→ **Task requirements**: A word-for-word copy of the line containing "Point out the white wall" and every following line to the end of the data below is all the answer should hold.

START Data

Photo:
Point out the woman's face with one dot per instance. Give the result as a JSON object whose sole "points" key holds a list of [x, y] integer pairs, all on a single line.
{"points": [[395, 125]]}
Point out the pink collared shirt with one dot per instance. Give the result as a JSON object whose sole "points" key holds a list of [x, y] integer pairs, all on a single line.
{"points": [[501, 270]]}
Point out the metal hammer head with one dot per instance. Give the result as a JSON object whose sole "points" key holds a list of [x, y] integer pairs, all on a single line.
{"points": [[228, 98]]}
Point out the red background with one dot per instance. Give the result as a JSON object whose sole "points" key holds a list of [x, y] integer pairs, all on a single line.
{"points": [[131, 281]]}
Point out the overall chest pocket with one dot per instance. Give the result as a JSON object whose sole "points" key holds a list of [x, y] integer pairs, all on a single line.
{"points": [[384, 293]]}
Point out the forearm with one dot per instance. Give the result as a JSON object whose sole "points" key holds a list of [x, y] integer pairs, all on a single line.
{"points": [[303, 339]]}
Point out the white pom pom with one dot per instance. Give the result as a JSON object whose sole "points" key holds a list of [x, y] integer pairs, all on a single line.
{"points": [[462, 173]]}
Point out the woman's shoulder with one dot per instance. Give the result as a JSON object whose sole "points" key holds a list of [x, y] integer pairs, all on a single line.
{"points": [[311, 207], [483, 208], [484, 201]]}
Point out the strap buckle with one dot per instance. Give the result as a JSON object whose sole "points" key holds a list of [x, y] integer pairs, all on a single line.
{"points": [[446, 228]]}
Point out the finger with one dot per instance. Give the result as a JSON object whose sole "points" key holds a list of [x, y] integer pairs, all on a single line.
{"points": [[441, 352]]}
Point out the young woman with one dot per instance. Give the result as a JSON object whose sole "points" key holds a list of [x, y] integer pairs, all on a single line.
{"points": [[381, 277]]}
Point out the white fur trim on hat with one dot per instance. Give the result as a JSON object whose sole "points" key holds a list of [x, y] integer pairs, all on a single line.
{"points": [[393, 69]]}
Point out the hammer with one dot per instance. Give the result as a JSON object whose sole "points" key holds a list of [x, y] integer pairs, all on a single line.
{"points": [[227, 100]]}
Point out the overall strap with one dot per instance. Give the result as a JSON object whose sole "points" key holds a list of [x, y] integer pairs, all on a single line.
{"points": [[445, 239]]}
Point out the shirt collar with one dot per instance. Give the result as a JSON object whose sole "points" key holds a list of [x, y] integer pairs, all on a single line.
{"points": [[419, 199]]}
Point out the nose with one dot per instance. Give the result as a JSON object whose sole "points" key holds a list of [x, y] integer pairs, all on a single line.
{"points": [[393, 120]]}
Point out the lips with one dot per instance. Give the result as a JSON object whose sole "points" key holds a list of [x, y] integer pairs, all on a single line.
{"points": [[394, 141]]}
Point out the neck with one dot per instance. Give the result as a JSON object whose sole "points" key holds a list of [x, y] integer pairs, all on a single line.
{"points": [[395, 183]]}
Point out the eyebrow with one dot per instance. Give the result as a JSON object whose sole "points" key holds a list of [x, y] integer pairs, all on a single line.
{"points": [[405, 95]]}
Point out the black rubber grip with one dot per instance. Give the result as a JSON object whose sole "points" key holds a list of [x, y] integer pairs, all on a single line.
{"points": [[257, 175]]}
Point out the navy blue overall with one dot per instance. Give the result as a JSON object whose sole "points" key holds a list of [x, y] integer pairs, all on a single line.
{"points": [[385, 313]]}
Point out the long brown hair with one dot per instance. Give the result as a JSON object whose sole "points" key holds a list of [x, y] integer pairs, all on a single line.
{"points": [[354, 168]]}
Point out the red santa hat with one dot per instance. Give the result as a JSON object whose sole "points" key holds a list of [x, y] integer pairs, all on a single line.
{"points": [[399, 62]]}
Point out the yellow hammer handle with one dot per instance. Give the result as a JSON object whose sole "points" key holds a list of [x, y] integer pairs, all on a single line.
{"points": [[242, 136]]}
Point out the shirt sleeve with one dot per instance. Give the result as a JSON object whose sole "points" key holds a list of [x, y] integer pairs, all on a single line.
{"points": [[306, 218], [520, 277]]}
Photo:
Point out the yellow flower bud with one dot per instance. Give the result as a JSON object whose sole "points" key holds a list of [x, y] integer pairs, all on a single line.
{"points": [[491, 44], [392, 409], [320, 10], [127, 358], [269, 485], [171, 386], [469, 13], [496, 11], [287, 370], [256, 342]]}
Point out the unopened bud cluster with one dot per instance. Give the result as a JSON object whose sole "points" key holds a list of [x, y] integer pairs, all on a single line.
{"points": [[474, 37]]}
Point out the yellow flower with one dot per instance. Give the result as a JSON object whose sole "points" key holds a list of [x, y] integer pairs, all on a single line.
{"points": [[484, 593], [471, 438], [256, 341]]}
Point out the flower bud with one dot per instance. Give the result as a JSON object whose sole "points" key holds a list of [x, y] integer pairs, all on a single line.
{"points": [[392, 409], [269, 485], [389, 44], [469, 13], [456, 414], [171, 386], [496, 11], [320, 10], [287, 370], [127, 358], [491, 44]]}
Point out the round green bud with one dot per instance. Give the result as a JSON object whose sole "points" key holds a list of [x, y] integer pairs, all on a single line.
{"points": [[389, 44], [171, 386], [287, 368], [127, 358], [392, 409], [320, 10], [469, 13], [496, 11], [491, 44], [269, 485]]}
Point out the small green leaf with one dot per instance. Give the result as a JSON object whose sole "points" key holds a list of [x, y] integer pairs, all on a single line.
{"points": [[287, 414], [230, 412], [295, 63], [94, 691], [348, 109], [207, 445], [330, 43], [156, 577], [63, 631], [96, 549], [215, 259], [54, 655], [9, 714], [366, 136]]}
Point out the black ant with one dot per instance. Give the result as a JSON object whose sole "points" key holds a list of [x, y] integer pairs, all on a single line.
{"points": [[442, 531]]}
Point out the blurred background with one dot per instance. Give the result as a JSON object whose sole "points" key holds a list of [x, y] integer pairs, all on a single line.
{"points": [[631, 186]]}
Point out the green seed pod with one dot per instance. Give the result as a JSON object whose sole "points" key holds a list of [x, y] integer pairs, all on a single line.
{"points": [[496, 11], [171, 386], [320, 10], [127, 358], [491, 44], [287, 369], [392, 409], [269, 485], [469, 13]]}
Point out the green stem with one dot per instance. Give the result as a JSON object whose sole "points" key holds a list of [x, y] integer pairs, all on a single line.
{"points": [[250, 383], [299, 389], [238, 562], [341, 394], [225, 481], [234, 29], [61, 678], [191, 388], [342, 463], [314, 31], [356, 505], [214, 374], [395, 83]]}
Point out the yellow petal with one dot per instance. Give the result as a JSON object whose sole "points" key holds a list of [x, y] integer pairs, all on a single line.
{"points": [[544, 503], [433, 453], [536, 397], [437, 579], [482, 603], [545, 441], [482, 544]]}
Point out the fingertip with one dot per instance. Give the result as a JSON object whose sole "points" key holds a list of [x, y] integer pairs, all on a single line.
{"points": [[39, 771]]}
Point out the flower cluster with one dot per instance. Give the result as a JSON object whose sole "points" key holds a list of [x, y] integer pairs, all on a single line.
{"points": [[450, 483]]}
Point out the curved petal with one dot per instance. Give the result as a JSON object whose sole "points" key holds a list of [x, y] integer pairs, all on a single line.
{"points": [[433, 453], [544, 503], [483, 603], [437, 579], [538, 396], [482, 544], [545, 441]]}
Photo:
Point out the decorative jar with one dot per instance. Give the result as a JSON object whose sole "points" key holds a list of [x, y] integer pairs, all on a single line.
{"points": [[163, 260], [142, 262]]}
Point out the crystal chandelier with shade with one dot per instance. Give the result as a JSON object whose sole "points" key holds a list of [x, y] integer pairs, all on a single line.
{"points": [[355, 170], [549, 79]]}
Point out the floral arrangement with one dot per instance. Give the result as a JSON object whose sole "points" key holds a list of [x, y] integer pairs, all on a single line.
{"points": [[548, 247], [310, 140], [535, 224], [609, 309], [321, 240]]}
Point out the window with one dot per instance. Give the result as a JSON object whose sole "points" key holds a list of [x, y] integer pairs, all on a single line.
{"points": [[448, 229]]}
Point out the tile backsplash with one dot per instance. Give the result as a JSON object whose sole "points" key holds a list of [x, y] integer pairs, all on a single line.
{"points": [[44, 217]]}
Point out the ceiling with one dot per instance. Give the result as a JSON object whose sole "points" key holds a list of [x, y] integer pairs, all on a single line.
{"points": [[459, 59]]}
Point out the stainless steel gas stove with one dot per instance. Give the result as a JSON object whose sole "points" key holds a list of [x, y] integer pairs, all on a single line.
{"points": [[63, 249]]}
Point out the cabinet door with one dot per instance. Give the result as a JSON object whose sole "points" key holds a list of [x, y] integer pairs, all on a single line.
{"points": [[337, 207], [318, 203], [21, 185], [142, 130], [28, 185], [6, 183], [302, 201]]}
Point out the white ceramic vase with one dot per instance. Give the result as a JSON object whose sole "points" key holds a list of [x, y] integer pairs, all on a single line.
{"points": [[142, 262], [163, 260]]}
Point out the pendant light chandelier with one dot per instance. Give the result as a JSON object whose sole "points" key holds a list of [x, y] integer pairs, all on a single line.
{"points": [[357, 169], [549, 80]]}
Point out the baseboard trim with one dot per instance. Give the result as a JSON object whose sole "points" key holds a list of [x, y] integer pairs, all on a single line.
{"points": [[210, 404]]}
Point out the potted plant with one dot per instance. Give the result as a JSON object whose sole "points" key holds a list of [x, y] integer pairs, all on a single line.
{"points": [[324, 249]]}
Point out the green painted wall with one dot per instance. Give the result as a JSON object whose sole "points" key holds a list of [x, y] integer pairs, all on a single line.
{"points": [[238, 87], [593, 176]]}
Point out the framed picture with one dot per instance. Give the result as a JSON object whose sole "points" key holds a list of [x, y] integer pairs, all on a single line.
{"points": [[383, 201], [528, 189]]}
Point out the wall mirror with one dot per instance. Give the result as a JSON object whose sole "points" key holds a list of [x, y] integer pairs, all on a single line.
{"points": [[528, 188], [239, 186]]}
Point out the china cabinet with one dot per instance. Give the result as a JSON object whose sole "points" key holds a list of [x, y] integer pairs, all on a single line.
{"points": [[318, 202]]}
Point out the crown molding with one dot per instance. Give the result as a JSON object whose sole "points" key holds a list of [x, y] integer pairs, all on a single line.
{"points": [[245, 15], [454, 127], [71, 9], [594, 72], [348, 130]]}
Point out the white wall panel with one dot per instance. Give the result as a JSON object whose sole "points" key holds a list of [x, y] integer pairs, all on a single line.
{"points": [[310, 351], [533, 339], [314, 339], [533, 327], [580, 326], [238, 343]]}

END Data

→ **Result of this task**:
Point out the white wall panel with one dot per instance. Give the result as a JSON object whose sole "points" key holds a list of [x, y] integer pairs, all on a single line.
{"points": [[310, 351], [533, 339], [314, 339], [533, 327], [580, 326], [238, 343]]}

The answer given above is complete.